### TASK DESCRIPTION
Below is a listing; reproduce each line of it exactly.
# Start of SUPPLIED MATERIAL
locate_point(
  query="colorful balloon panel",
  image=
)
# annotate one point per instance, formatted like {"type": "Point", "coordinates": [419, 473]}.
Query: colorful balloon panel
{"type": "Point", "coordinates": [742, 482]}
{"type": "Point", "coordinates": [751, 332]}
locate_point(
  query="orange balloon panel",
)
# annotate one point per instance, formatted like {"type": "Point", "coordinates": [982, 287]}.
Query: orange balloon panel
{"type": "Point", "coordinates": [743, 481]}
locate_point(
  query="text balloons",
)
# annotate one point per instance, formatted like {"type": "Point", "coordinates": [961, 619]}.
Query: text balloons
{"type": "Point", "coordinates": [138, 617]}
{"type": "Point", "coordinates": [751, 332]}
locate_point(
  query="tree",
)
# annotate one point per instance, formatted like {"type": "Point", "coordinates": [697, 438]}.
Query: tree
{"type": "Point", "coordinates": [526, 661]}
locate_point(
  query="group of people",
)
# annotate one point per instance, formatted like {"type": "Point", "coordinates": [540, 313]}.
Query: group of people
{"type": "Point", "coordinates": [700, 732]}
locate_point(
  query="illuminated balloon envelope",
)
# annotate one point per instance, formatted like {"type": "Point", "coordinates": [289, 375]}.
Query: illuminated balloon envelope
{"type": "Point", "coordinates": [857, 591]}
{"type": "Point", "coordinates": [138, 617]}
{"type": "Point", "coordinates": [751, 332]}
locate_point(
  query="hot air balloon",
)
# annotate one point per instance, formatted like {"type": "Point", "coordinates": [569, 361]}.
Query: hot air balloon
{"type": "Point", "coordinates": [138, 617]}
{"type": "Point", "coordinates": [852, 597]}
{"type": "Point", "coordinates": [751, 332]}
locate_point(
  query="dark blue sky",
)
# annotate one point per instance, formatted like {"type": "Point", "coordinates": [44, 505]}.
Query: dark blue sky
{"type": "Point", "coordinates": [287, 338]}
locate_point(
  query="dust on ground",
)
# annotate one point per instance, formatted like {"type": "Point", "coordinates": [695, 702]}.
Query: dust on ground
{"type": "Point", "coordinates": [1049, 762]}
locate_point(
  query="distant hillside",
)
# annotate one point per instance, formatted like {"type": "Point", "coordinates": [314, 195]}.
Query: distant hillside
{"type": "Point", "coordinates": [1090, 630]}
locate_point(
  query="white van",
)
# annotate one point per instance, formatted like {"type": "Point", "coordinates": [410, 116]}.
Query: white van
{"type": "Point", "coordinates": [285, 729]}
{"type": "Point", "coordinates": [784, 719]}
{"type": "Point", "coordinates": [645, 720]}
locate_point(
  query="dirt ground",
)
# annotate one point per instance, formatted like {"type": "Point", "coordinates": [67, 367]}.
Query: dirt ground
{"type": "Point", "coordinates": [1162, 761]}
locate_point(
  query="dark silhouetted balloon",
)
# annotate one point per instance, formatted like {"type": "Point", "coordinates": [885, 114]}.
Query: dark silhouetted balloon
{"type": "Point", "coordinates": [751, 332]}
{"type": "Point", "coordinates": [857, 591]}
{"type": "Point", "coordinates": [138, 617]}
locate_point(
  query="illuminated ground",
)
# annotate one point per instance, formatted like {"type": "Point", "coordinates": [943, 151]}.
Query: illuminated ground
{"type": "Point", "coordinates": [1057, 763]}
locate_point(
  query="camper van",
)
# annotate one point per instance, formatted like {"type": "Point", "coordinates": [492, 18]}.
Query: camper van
# End of SUPPLIED MATERIAL
### OUTPUT BELOW
locate_point(
  query="colorful balloon panel",
  image=
)
# annotate one point per instance, formatted like {"type": "Point", "coordinates": [419, 473]}.
Query: colorful balloon panel
{"type": "Point", "coordinates": [742, 482]}
{"type": "Point", "coordinates": [751, 332]}
locate_point(
  query="orange balloon panel",
)
# annotate one point per instance, formatted like {"type": "Point", "coordinates": [982, 287]}.
Query: orange balloon panel
{"type": "Point", "coordinates": [743, 481]}
locate_point(
  query="text balloons",
)
# annotate one point per instance, formatted like {"type": "Point", "coordinates": [961, 619]}.
Query: text balloons
{"type": "Point", "coordinates": [138, 617]}
{"type": "Point", "coordinates": [751, 332]}
locate_point(
  query="tree",
)
# annotate one point per instance, formatted like {"type": "Point", "coordinates": [697, 438]}.
Query: tree
{"type": "Point", "coordinates": [526, 661]}
locate_point(
  query="group of people",
)
# annotate one point per instance, formatted like {"type": "Point", "coordinates": [540, 313]}.
Query: group of people
{"type": "Point", "coordinates": [700, 732]}
locate_point(
  query="illuminated balloon envelope",
)
# annotate one point per instance, formatted like {"type": "Point", "coordinates": [289, 375]}.
Query: illuminated balloon envelope
{"type": "Point", "coordinates": [857, 591]}
{"type": "Point", "coordinates": [138, 617]}
{"type": "Point", "coordinates": [751, 332]}
locate_point(
  query="hot air balloon",
)
# annotate one point per instance, formatted like {"type": "Point", "coordinates": [569, 361]}.
Query: hot air balloon
{"type": "Point", "coordinates": [138, 617]}
{"type": "Point", "coordinates": [852, 597]}
{"type": "Point", "coordinates": [751, 332]}
locate_point(
  query="dark blue sky",
)
# annotate one point per instance, formatted like {"type": "Point", "coordinates": [44, 505]}.
Query: dark blue sky
{"type": "Point", "coordinates": [287, 338]}
locate_point(
  query="dust on ground",
)
# annotate one point per instance, formatted like {"type": "Point", "coordinates": [695, 702]}.
Query: dust on ground
{"type": "Point", "coordinates": [1049, 762]}
locate_point(
  query="distant hillside",
)
# annotate one point per instance, formatted like {"type": "Point", "coordinates": [314, 195]}.
Query: distant hillside
{"type": "Point", "coordinates": [1090, 630]}
locate_point(
  query="white van",
)
# annotate one point per instance, formatted like {"type": "Point", "coordinates": [410, 116]}.
Query: white van
{"type": "Point", "coordinates": [285, 729]}
{"type": "Point", "coordinates": [784, 719]}
{"type": "Point", "coordinates": [645, 720]}
locate_point(
  query="dirt ground",
)
# annotate one point per instance, formatted like {"type": "Point", "coordinates": [67, 367]}.
Query: dirt ground
{"type": "Point", "coordinates": [1162, 761]}
locate_point(
  query="dark silhouetted balloon",
)
# annotate one point per instance, formatted like {"type": "Point", "coordinates": [885, 114]}.
Query: dark silhouetted balloon
{"type": "Point", "coordinates": [751, 332]}
{"type": "Point", "coordinates": [857, 591]}
{"type": "Point", "coordinates": [138, 617]}
locate_point(
  query="illuminated ground",
)
# annotate one point per instance, formatted like {"type": "Point", "coordinates": [943, 151]}.
Query: illuminated ground
{"type": "Point", "coordinates": [1057, 763]}
locate_point(
  query="camper van",
)
# annotate one point per instance, formatted like {"type": "Point", "coordinates": [492, 18]}.
Query: camper van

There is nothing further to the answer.